**What is required:** Swap "tight" for "close-fitting" everywhere it appears in the listing below, and write the whole listing out again with nothing else altered.

**Entries supplied:**
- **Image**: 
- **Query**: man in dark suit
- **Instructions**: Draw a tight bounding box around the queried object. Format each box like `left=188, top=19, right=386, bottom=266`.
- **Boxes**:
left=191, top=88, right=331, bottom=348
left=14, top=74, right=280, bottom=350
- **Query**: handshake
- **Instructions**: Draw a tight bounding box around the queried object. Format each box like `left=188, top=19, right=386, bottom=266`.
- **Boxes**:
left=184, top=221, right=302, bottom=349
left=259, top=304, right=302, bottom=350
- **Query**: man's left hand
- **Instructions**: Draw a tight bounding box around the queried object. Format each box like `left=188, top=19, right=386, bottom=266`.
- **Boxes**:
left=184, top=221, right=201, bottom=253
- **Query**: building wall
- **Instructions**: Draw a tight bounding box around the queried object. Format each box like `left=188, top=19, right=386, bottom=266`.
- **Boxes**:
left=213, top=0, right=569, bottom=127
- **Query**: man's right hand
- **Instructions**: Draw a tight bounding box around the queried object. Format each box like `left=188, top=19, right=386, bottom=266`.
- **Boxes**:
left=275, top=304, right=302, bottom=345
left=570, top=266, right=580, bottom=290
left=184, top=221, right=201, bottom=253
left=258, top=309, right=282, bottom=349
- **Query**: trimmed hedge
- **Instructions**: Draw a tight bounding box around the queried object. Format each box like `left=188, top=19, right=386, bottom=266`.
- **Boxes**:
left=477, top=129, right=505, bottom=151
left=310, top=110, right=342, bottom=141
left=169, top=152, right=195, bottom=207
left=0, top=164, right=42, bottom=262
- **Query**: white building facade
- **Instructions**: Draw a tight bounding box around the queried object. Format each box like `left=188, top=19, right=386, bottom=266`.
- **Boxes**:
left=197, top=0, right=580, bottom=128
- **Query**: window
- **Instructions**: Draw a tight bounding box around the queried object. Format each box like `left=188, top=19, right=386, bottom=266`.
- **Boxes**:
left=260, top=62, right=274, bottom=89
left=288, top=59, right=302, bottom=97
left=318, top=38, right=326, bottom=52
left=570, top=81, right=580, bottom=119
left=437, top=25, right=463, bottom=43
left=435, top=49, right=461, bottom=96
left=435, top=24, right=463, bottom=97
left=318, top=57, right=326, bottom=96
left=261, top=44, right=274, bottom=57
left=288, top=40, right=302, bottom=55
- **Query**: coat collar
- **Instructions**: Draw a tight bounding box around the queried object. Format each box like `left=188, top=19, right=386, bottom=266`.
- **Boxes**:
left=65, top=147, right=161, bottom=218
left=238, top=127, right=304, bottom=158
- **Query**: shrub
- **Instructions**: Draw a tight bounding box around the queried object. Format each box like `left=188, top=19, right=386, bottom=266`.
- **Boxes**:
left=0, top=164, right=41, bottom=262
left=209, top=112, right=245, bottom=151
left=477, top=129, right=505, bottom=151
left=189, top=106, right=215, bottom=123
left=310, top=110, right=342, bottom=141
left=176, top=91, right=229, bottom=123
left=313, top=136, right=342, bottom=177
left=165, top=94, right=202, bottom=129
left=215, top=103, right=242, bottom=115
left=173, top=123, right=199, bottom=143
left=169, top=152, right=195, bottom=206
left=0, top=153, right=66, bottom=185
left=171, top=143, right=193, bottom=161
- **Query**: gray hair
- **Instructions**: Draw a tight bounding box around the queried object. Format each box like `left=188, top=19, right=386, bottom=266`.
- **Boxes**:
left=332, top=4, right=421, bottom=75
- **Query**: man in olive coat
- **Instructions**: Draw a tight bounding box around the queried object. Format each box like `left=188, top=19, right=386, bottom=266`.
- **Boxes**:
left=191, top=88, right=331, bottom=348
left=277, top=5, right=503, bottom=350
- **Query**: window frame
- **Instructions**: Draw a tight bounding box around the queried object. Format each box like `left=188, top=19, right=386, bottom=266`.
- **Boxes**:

**Response for this exercise:**
- **Image**: 
- **Query**: man in dark suit
- **Instructions**: Draw a close-fitting bounding box around the queried object. Format each box like `left=188, top=19, right=386, bottom=266`.
- **Boxes**:
left=191, top=88, right=331, bottom=348
left=14, top=74, right=280, bottom=350
- **Query**: handshake
- **Instructions**: Draw a close-fitting bounding box around the queried object. Format each box like `left=188, top=19, right=386, bottom=266`.
- **Boxes**:
left=184, top=221, right=302, bottom=349
left=259, top=304, right=302, bottom=350
- **Query**: man's left hand
- **Instructions**: Draw a close-fitting bounding box around the queried object. Format each box like `left=188, top=19, right=386, bottom=266`.
- **Boxes**:
left=184, top=221, right=201, bottom=253
- **Query**: building wall
- **Instructions**: Draw a close-fitting bounding box around the queried object. Format each box like `left=188, top=19, right=386, bottom=266`.
- **Boxes**:
left=213, top=0, right=569, bottom=127
- **Query**: man's right hand
- **Instructions**: Draw a close-fitting bounding box around the queried object. Format each box like `left=188, top=19, right=386, bottom=266`.
- **Boxes**:
left=275, top=304, right=302, bottom=345
left=570, top=266, right=580, bottom=290
left=184, top=221, right=201, bottom=253
left=258, top=309, right=282, bottom=349
- **Query**: trimmed hedge
- **Instructions**: Draw a close-fitting bounding box around the queried object. Format each box like `left=188, top=19, right=386, bottom=266`.
- **Boxes**:
left=477, top=129, right=505, bottom=151
left=310, top=110, right=342, bottom=141
left=169, top=152, right=195, bottom=207
left=0, top=164, right=42, bottom=262
- **Query**: white building facade
- **Instructions**: Draw a close-fitting bounding box around the queried object. Format each box like `left=188, top=19, right=386, bottom=266`.
- **Boxes**:
left=197, top=0, right=580, bottom=128
- **Query**: window
- **Instructions**: Draw a close-fitting bounding box around the queried object. Format each box like `left=188, top=19, right=386, bottom=266`.
- **Boxes**:
left=260, top=62, right=274, bottom=89
left=288, top=59, right=302, bottom=97
left=318, top=38, right=326, bottom=52
left=570, top=81, right=580, bottom=119
left=437, top=25, right=463, bottom=43
left=435, top=49, right=461, bottom=96
left=435, top=24, right=463, bottom=97
left=318, top=57, right=326, bottom=96
left=261, top=44, right=274, bottom=57
left=288, top=40, right=302, bottom=55
- **Query**: coat collar
- **Instructions**: Draw a close-fitting bounding box around the queried object. Format each box like `left=188, top=19, right=386, bottom=266`.
- **Boxes**:
left=65, top=147, right=161, bottom=218
left=238, top=127, right=304, bottom=158
- **Query**: shrub
- **Instructions**: Draw a close-fitting bounding box around the queried object. Format each box like `left=188, top=19, right=386, bottom=266`.
- **Boxes**:
left=0, top=164, right=41, bottom=262
left=209, top=112, right=245, bottom=151
left=477, top=129, right=505, bottom=151
left=189, top=106, right=215, bottom=123
left=310, top=110, right=342, bottom=141
left=176, top=91, right=229, bottom=123
left=313, top=136, right=342, bottom=177
left=165, top=94, right=202, bottom=129
left=215, top=103, right=242, bottom=115
left=173, top=123, right=199, bottom=143
left=169, top=152, right=195, bottom=206
left=0, top=153, right=66, bottom=185
left=171, top=143, right=193, bottom=161
- **Query**: gray hair
- **Instructions**: Draw a close-fitting bounding box around the queried object. Format each box like `left=188, top=19, right=386, bottom=266`.
- **Boxes**:
left=332, top=4, right=421, bottom=75
- **Query**: man in olive coat
- **Instructions**: Draw a close-fitting bounding box around the queried object. Format each box like `left=188, top=19, right=386, bottom=266`.
- **Boxes**:
left=191, top=88, right=331, bottom=348
left=277, top=5, right=503, bottom=350
- **Query**: window frame
- **Instructions**: Draw a close-fitting bounding box around the queried object. Format each box like `left=188, top=19, right=386, bottom=266`.
- **Boxes**:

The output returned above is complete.